Material shown -

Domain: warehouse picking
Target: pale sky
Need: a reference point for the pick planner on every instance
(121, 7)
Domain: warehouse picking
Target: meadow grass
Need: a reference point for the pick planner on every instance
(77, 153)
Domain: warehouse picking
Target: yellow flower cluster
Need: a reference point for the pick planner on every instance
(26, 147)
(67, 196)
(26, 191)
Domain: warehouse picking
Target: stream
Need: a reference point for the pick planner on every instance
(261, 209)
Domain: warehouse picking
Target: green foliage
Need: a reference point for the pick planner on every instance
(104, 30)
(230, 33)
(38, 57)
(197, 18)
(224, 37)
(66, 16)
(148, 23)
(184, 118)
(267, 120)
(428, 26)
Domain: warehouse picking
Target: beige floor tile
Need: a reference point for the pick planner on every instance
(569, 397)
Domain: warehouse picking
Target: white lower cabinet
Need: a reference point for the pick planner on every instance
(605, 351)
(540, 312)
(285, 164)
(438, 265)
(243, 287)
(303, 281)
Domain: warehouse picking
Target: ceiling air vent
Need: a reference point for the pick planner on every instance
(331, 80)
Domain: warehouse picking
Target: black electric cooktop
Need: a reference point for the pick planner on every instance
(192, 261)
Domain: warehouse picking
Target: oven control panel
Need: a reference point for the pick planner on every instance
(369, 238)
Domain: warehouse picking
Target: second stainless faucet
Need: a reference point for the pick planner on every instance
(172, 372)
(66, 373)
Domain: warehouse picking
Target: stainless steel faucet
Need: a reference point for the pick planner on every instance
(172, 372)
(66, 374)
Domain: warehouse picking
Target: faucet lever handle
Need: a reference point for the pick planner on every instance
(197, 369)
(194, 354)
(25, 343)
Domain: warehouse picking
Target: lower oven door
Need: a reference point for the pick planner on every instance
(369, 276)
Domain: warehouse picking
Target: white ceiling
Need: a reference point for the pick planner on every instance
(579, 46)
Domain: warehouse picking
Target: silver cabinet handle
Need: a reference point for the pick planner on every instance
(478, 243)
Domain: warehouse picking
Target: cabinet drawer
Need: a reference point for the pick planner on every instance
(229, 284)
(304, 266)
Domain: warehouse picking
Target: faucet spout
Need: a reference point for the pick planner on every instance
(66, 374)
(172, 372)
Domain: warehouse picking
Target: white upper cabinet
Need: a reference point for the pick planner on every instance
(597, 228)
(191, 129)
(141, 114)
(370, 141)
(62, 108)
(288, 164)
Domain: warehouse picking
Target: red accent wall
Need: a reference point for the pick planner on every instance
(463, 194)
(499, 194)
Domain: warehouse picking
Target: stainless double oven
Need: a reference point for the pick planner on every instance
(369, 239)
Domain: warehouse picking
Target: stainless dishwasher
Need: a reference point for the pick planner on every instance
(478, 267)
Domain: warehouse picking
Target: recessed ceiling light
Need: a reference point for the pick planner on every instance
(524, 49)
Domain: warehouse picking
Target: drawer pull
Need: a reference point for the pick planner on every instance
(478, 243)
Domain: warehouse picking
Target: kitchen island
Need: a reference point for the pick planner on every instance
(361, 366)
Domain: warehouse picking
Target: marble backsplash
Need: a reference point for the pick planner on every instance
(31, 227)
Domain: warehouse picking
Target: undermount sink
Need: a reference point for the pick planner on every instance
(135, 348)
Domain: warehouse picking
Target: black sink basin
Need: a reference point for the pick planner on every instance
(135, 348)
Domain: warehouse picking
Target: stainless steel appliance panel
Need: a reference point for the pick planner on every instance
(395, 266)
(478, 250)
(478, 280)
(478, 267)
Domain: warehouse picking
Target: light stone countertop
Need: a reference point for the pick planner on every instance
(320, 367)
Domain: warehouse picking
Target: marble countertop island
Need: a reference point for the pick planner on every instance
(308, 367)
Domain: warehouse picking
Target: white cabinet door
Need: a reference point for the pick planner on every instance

Short task -
Copy out every line of the items above that contains the word "faucet".

Full output -
Target: second stainless faucet
Target: stainless steel faucet
Target: faucet lever handle
Target: faucet spout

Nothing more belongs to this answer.